>> start Data

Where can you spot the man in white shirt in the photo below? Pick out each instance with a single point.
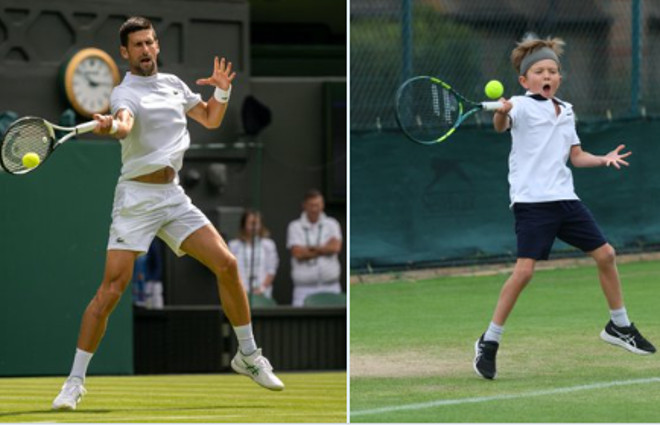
(149, 117)
(315, 241)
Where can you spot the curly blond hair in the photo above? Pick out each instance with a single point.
(525, 48)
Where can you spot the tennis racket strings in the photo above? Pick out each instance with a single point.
(28, 135)
(427, 110)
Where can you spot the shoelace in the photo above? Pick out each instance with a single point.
(72, 389)
(263, 362)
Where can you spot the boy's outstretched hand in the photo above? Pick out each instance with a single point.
(615, 158)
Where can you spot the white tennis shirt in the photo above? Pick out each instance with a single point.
(541, 143)
(159, 137)
(321, 270)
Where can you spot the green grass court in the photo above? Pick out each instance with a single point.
(308, 397)
(412, 345)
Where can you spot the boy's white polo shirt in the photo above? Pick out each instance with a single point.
(159, 137)
(541, 143)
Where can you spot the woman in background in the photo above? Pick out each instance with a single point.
(256, 255)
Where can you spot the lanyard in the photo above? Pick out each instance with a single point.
(318, 235)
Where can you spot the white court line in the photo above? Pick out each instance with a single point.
(564, 390)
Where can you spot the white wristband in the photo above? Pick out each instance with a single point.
(222, 96)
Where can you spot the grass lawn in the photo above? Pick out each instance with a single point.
(412, 345)
(308, 397)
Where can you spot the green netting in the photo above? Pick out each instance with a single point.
(414, 205)
(610, 65)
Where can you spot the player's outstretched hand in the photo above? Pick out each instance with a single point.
(615, 158)
(222, 75)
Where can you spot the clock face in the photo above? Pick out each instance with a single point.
(92, 83)
(89, 78)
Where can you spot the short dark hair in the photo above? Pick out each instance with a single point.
(311, 194)
(133, 24)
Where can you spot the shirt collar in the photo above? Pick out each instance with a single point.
(538, 97)
(132, 77)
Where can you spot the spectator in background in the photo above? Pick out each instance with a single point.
(315, 241)
(256, 255)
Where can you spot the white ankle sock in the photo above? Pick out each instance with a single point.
(80, 363)
(494, 332)
(620, 317)
(246, 342)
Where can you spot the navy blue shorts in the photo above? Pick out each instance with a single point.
(538, 223)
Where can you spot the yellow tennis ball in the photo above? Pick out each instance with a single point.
(31, 160)
(494, 89)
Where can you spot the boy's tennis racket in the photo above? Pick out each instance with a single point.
(34, 135)
(428, 110)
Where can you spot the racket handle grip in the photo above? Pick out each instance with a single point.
(86, 127)
(491, 106)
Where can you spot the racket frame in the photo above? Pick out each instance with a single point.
(461, 100)
(85, 127)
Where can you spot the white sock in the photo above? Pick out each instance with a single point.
(494, 332)
(620, 317)
(246, 342)
(80, 363)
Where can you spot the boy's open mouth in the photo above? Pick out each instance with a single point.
(546, 90)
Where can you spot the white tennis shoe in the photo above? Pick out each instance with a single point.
(258, 368)
(70, 395)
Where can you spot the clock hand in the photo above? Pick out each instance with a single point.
(89, 80)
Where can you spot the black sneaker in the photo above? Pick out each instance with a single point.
(626, 337)
(484, 357)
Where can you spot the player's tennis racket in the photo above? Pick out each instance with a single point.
(428, 110)
(34, 135)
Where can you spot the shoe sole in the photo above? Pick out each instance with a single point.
(240, 372)
(63, 407)
(616, 341)
(474, 362)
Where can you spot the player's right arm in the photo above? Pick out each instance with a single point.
(124, 120)
(501, 120)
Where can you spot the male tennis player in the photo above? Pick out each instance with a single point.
(543, 198)
(149, 112)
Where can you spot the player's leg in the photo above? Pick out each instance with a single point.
(117, 276)
(608, 275)
(521, 276)
(619, 330)
(207, 246)
(580, 229)
(118, 272)
(487, 345)
(536, 227)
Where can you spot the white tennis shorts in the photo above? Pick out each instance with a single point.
(142, 211)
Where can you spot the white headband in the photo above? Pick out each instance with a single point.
(538, 55)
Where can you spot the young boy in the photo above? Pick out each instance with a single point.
(543, 199)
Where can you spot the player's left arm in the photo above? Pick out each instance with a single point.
(210, 114)
(615, 158)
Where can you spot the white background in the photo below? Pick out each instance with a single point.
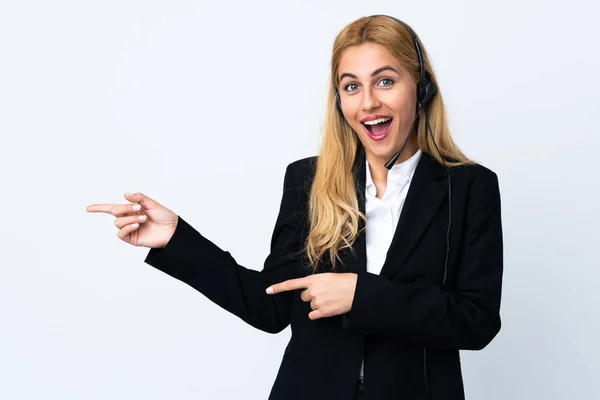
(186, 100)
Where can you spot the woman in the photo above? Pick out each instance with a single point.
(383, 275)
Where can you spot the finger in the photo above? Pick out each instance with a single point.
(291, 284)
(126, 231)
(114, 209)
(316, 314)
(123, 221)
(142, 199)
(306, 296)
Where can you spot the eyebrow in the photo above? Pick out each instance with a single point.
(377, 71)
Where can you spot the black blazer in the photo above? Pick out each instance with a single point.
(406, 325)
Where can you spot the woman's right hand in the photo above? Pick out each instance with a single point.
(152, 225)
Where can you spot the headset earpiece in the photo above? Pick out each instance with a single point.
(425, 90)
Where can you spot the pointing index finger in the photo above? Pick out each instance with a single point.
(290, 284)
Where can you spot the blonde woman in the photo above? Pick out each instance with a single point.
(386, 257)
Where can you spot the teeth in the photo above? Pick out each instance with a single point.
(376, 121)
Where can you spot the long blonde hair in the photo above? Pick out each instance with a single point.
(333, 204)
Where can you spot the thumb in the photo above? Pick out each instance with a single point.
(142, 199)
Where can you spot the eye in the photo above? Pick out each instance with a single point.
(347, 86)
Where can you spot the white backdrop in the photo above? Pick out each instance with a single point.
(186, 100)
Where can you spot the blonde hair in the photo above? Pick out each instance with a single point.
(334, 213)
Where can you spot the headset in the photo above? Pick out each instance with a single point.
(426, 88)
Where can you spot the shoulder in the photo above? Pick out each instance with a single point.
(302, 171)
(474, 173)
(478, 182)
(303, 166)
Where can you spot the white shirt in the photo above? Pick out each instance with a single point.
(383, 214)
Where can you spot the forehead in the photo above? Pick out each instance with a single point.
(365, 58)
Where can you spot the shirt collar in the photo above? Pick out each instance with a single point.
(400, 173)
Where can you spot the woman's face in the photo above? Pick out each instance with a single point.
(375, 87)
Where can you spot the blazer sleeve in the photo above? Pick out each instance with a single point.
(198, 262)
(465, 316)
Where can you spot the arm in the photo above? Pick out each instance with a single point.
(464, 317)
(196, 261)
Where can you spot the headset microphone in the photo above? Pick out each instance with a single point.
(426, 88)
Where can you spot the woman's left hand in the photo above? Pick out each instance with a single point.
(328, 293)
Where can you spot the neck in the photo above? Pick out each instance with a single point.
(377, 164)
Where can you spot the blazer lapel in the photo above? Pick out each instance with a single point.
(423, 199)
(358, 259)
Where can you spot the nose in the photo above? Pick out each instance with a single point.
(370, 100)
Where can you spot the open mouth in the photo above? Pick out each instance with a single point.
(378, 127)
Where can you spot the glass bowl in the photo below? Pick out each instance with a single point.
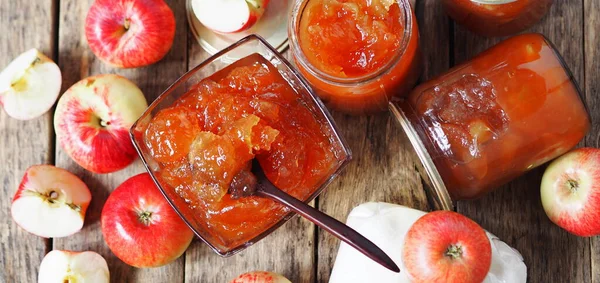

>> end Data

- _Given request_: Return the lines above as a JSON list of strings, one string per line and no entries for blank lines. Leave the pictures out of the list.

- _Full solution_:
[
  "Where can you spot the man in white shirt in the photo below? Pick out each instance with a single point.",
  "(149, 117)",
  "(315, 241)",
  "Where can you spot the curly blond hair in the photo above? Pick out each instance with a single point.",
  "(525, 48)",
  "Where can you spot the tennis racket strings in the photo above? Pick out each instance with a single point.",
  "(28, 135)",
  "(427, 110)",
  "Where can you spot the shoelace in the photo above? Pick out each instance with a single point.",
  "(72, 389)",
  "(263, 362)",
  "Where can you spot the boy's outstretched hand in the photo above? Pick out each instance with a single point.",
  "(615, 158)",
  "Where can you spot the white tennis shirt in the photo above? Pick out each instance with a single point.",
  "(541, 143)",
  "(159, 137)",
  "(321, 270)",
  "Where can you spot the green grass court in the photo above? Pick out each instance with a single point.",
  "(308, 397)",
  "(412, 345)",
  "Where can you spot the boy's white polo shirt in the photo above? Pick out each instance with a single point.",
  "(159, 137)",
  "(541, 143)",
  "Where can you spot the woman in background in the photo above? Pick out each instance with a single point.",
  "(256, 255)",
  "Where can you spot the lanyard in the photo above? Pick out each instance with a single point.",
  "(318, 235)",
  "Where can you spot the white court line in the photo above? Pick out each instance with a single point.",
  "(564, 390)",
  "Where can you spot the white wristband in the photo above? Pick out each instance with a single point.",
  "(222, 96)",
  "Where can you spot the grass lawn in the photo above? Pick out each instance with a single point.",
  "(412, 345)",
  "(308, 397)",
  "Where can you spot the green netting in the photo above? Pick out each instance with a single point.",
  "(414, 205)",
  "(610, 65)",
  "Where can you spot the player's outstretched hand in the photo above? Pick out each instance with a single point.",
  "(615, 158)",
  "(222, 75)",
  "Where can you spot the clock face in the photo above? Pick out each instance with a single point.",
  "(92, 83)",
  "(89, 78)",
  "Where can you spot the short dark hair in the photo above? Pick out each instance with a single point.",
  "(311, 194)",
  "(133, 24)",
  "Where can you spot the shirt collar in the photo above? Pick out each instance with a single point.",
  "(538, 97)",
  "(132, 77)",
  "Where can you spot the spectator in background in the photo above? Pick out each instance with a single point.",
  "(315, 241)",
  "(256, 255)",
  "Where can you spot the white ankle sock in the photo above? Pick out each instance with a single point.",
  "(80, 363)",
  "(494, 332)",
  "(620, 317)",
  "(246, 342)",
  "Where can you spot the navy blue shorts in the photo above? Pick out each instance with a single point.",
  "(538, 223)",
  "Where can you spot the yellow tennis ball in the photo above? Pick out each instance with a single point.",
  "(31, 160)",
  "(494, 89)",
  "Where can you spot the boy's tennis racket in the photo above? Pick out each instance with a single point.",
  "(34, 135)",
  "(428, 110)",
  "Where can you spot the racket handle grip in the photo above? Pick out each instance with a single point.",
  "(86, 127)",
  "(491, 106)",
  "Where can you spot the racket frame in the photo above? Pick out each instance with a single point.",
  "(461, 100)",
  "(85, 127)",
  "Where can you spot the white sock in the photo above? Pick out each instance with a single point.",
  "(494, 332)",
  "(620, 317)",
  "(246, 342)",
  "(80, 363)",
  "Where can you spot the boy's open mouth in the photo above? Pick out each instance with a single point.",
  "(546, 90)",
  "Where can you spot the white tennis shoe in the photo above? Pick out each instance with a single point.",
  "(258, 368)",
  "(70, 395)",
  "Where can you spot the clock hand in the photo above? Pick out each instance with a single point.",
  "(89, 80)",
  "Where can you spot the black sneaker in the photo above? Pick out each instance with a single point.",
  "(626, 337)",
  "(484, 357)",
  "Where can you spot the player's tennis racket in the photo above? Pick out each instance with a single point.",
  "(428, 110)",
  "(34, 135)",
  "Where can you spot the shoe sole in the photo above? Pick out each instance with a single point.",
  "(240, 372)",
  "(63, 407)",
  "(616, 341)",
  "(474, 362)",
  "Where can you spot the player's right arm in the photo above? Pick out each instance with a single point.",
  "(124, 120)",
  "(501, 120)",
  "Where can you spot the male tennis player in the photo above? Pick out each instance with a single point.",
  "(543, 198)",
  "(149, 112)",
  "Where can you spot the player's leg in the photo above? Pick out each instance with a single point.",
  "(117, 276)",
  "(608, 275)",
  "(521, 276)",
  "(619, 330)",
  "(207, 246)",
  "(580, 229)",
  "(118, 272)",
  "(487, 345)",
  "(536, 227)",
  "Where can you spot the white tennis shorts in the photo above? Pick out each instance with a single point.",
  "(142, 211)",
  "Where can you spot the white headband in the photo above? Pick out each instance with a single point.",
  "(538, 55)",
  "Where can you spot the young boy in the photo above? Pick out each instance with a single point.",
  "(543, 199)",
  "Where can you spot the player's left arm in the photo above? Pick out each instance with a single point.",
  "(210, 114)",
  "(615, 158)",
  "Where can you spot the white background in the photo below? Pick out each instance with a single point.",
  "(186, 100)",
  "Where can you spot the woman in the photo above? Pick out each instance with a single point.",
  "(383, 275)",
  "Where can you spot the finger in the photo above? Pick out each instance with a single point.",
  "(291, 284)",
  "(126, 231)",
  "(114, 209)",
  "(316, 314)",
  "(123, 221)",
  "(142, 199)",
  "(306, 296)",
  "Where can you spot the eyebrow in the photo above? Pick out each instance with a single point.",
  "(377, 71)",
  "Where can you spot the black blazer in the photo above? Pick out each instance with a single point.",
  "(406, 325)",
  "Where can you spot the woman's right hand in the photo above? Pick out each instance with a single point.",
  "(152, 225)",
  "Where can you spot the headset earpiece in the photo above? Pick out each instance with a single point.",
  "(425, 90)",
  "Where can you spot the pointing index finger in the photo above? Pick out each instance with a single point.",
  "(290, 284)",
  "Where can you spot the blonde woman in the photo above? Pick out each instance with a single point.",
  "(386, 257)",
  "Where can you spot the teeth in the photo above? Pick out each instance with a single point.",
  "(376, 121)",
  "Where can you spot the long blonde hair in the photo above? Pick out each instance with a single point.",
  "(333, 204)",
  "Where can you spot the thumb in the photo above? Pick out each instance with a single point.",
  "(142, 199)",
  "Where can you spot the eye in the photo above? Pick out each instance with a single point.",
  "(347, 86)",
  "Where can you spot the white backdrop in the photo above? Pick out each instance with a single point.",
  "(186, 100)",
  "Where can you spot the blonde hair in the photo above? Pick out each instance with a single point.",
  "(334, 213)",
  "Where can you spot the headset in the photo above? Pick out each instance with a single point.",
  "(426, 88)",
  "Where can you spot the shoulder in the photo above? Pick out each instance with a single point.",
  "(302, 171)",
  "(474, 173)",
  "(478, 182)",
  "(303, 166)",
  "Where can you spot the white shirt in the photo above? Pick out each instance with a single point.",
  "(383, 214)",
  "Where can you spot the forehead in the photo above? Pick out each instance with a single point.",
  "(365, 58)",
  "Where can you spot the shirt collar in the photo above? Pick out each instance with a single point.",
  "(400, 173)",
  "Where can you spot the woman's face in the photo above? Pick out each instance with a single point.",
  "(375, 87)",
  "Where can you spot the blazer sleeve in the photo above? Pick out each instance with a single point.",
  "(198, 262)",
  "(465, 316)",
  "Where can you spot the arm in the photo above? Pick out each instance with a single point.",
  "(464, 317)",
  "(196, 261)",
  "Where can you spot the headset microphone in the photo above? Pick out each instance with a single point.",
  "(426, 88)",
  "Where can you spot the woman's left hand in the photo above? Pick out each instance with a single point.",
  "(328, 293)",
  "Where can you spot the neck in the photo above? Pick out each instance with a single point.",
  "(377, 164)",
  "Where can you spot the blazer lapel in the photo above? Pick out each instance with a single point.",
  "(423, 199)",
  "(358, 259)",
  "Where can you spot the nose in the photo above? Pick out each instance with a single point.",
  "(370, 100)",
  "Where can you spot the open mouth in the photo above? Pick out each instance with a single point.",
  "(378, 127)",
  "Where can you spot the glass bowl in the photo below? Pick out each instance with a single point."
]